(Point-based annotation data)
§
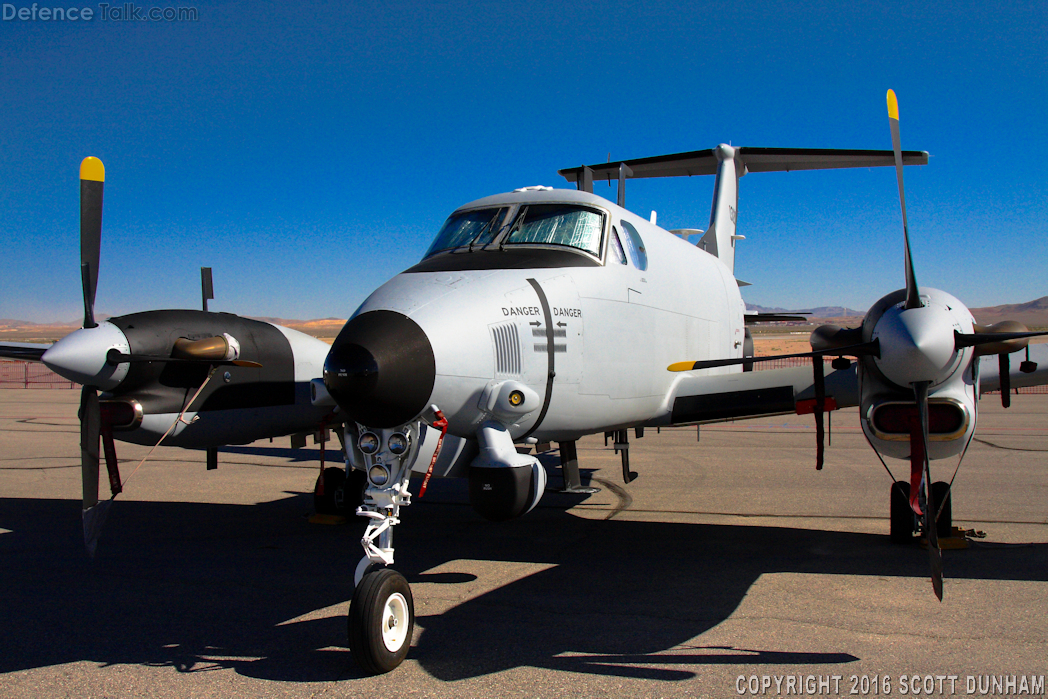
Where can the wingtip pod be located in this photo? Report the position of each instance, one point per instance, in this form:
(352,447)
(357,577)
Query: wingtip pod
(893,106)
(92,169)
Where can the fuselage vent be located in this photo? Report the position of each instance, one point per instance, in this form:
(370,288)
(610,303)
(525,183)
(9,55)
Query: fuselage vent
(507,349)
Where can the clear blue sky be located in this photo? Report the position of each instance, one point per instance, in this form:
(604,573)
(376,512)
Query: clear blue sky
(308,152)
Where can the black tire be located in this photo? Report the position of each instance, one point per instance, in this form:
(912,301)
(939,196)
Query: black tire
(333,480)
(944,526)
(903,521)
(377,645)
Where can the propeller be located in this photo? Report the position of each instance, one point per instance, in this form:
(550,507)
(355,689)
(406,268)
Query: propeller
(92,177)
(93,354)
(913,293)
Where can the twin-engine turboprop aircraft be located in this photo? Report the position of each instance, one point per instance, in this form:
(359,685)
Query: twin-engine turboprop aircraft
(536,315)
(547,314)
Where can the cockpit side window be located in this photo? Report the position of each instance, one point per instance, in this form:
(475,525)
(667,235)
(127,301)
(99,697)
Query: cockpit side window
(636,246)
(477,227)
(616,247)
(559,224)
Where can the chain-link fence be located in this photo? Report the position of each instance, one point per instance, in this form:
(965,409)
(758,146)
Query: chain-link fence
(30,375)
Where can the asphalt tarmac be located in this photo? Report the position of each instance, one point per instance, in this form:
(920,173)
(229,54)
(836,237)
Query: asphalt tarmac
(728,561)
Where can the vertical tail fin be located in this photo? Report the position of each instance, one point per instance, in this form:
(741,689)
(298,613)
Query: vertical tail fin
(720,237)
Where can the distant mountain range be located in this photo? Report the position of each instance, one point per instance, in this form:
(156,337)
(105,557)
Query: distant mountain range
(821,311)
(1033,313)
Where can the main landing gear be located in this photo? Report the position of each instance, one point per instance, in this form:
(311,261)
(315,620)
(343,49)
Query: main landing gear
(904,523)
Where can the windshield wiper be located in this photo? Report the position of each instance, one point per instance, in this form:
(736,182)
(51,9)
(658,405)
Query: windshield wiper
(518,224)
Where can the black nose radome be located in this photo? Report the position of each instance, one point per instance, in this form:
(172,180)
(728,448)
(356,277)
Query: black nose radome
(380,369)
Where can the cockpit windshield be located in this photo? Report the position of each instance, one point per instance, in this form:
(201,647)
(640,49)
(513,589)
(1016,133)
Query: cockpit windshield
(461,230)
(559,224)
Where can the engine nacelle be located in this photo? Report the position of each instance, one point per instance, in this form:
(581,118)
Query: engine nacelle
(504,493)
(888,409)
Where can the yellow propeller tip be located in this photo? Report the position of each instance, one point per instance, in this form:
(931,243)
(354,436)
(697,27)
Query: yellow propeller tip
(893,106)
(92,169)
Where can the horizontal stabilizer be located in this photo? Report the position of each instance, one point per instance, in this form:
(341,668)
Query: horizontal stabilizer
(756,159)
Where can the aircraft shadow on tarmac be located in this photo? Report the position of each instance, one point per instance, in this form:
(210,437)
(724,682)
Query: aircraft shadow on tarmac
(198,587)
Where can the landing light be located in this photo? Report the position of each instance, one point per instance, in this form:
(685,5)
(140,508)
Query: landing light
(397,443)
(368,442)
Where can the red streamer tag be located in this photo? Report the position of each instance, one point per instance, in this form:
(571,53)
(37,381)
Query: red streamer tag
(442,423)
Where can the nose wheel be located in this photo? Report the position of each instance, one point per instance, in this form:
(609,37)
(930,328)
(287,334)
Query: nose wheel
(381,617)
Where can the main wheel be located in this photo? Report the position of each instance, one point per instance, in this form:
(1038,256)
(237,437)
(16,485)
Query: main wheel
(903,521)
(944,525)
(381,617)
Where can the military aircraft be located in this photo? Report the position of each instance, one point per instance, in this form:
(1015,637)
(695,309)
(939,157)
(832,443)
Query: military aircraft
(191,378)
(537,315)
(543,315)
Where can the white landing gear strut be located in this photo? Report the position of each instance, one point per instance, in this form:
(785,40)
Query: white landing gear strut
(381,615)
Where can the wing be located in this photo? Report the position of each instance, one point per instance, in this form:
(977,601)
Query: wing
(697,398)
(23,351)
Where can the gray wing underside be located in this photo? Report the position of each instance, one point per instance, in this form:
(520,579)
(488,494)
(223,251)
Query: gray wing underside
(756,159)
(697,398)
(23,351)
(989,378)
§
▸ **Task goal**
Without including any pictures, output all the entries above exactly.

▸ **Completed exercise**
Where can the wingtip pod be located in this photo? Report the position of each instance, one point per instance, in this form:
(352,447)
(357,577)
Query: wingtip pod
(893,106)
(92,169)
Where can the fuselage vent be located in this photo? Report the position of each instance, one point per instance, in this form:
(370,288)
(610,303)
(525,183)
(9,55)
Query: fuselage vent
(507,349)
Where can the clear blue sky be located in this photo? Report the position of each instance, one point per instance, in this form:
(604,573)
(376,512)
Query: clear blue sky
(308,152)
Where can the black tire be located in this photo? Report the position of each instance, one point per instance, in this form:
(912,301)
(939,196)
Query: black tire
(333,480)
(944,526)
(903,521)
(377,645)
Where can the propeller be located in this photo? Report the position of each instance, one point per instance, in this form:
(550,507)
(355,689)
(406,268)
Query: propeller
(92,177)
(93,354)
(913,293)
Where can the twin-engine turboprop aircraft be located in this photo? Report the position of each instance, one point per instance, in this form:
(359,685)
Query: twin-engine turboprop aircraft
(536,315)
(547,314)
Where can the cockpit side window be located in this photo? Report the position of each instance, one point per instance, in this form:
(475,525)
(667,235)
(127,301)
(99,697)
Query: cockpit side window
(636,246)
(477,227)
(616,247)
(559,224)
Where can the chain-link fence be located in this photo? Report the position of each instance, one point per instance, in this form:
(965,409)
(758,146)
Query: chain-link fence
(30,375)
Where can the asphalt tarmac be located in this photo? Report the position of each instance, one point per instance, in this form:
(920,173)
(229,54)
(836,237)
Query: asphalt tarmac
(728,561)
Where can the vertical tail fin be located in this photo? Report the position of each instance, one point per instance, in this form:
(741,689)
(298,613)
Query: vertical tail fin
(720,237)
Where can the distant mountain range be located in this photo? Report the position of each instance, one point per instance, in this form:
(156,337)
(105,557)
Query: distant mountain range
(821,311)
(1033,313)
Where can the main landing gear be located in this photo? Report the position of each instance, one point per instance, in this form:
(311,261)
(315,620)
(343,49)
Query: main landing gear
(904,523)
Where can the windshield wiper be located in this photo? Report the position of each instance, one point per instance, in this form:
(736,182)
(51,9)
(658,405)
Query: windshield wiper
(518,224)
Where can the black nose radome be located in this photo? Report the position of each instance, one point per instance, in this form:
(172,180)
(728,448)
(356,277)
Query: black nose radome
(380,369)
Where can the cockpit windshield be located in this photo? Report the position of each instance, one point per instance, in this form:
(201,647)
(640,49)
(513,589)
(1016,133)
Query: cockpit windshield
(461,230)
(559,224)
Where can the engine nacelle be located in this photo? Report the position of each instance, one point per instance, in this form:
(581,118)
Query: engine nacelle
(504,493)
(888,409)
Where can the yellow propeller tip be located in this photo? Report the position of each instance, one point per instance, in this form:
(931,243)
(354,436)
(697,27)
Query: yellow propeller tip
(893,106)
(92,169)
Where can the horizontal stabilizer be located in this photo? Report the position of each instance, one point per instance, in this form:
(341,668)
Query: horizontal stabilizer
(756,159)
Where can the aircraft shadow on tarmac be located in this photo? Report the position of each instance, one point per instance, in this form:
(210,437)
(724,682)
Query: aircraft shadow on tarmac
(198,587)
Where can the landing light be located in this photo? Report the position of each instance, one point per instance, in this form:
(685,5)
(140,508)
Query: landing light
(397,443)
(368,442)
Where can the red streamer tag be located in this photo? Report the position of each instance, one point per instance, in this form:
(571,53)
(37,381)
Query: red streamer tag
(442,423)
Where can the nose wheel be located in this photo? Report the position of each instance, one point per instance, in this form:
(609,37)
(930,328)
(287,334)
Query: nose wheel
(381,617)
Where can the main wheel be located in this photo? Report the position of each instance, one point per instance, in this form:
(1038,256)
(237,437)
(16,485)
Query: main wheel
(903,521)
(944,525)
(381,617)
Where can the military aircraft be located in this photo? Report the position of each instance, one point per instance, in this form:
(1015,637)
(695,309)
(939,157)
(832,443)
Query: military aircraft
(191,378)
(537,315)
(543,315)
Where can the white landing gear strut be located in this photo? Report the position of each instance, one point per instance, in this form:
(785,40)
Query: white landing gear strut
(381,615)
Where can the wing be located in this photo? Report the position of each instance, one point per instance, in this form:
(977,601)
Query: wing
(697,398)
(23,351)
Where can the gray wing underside be located in this photo? Report the position of each instance, one point per instance, in this form:
(520,579)
(488,494)
(223,251)
Query: gray wing underside
(756,159)
(697,398)
(23,351)
(989,378)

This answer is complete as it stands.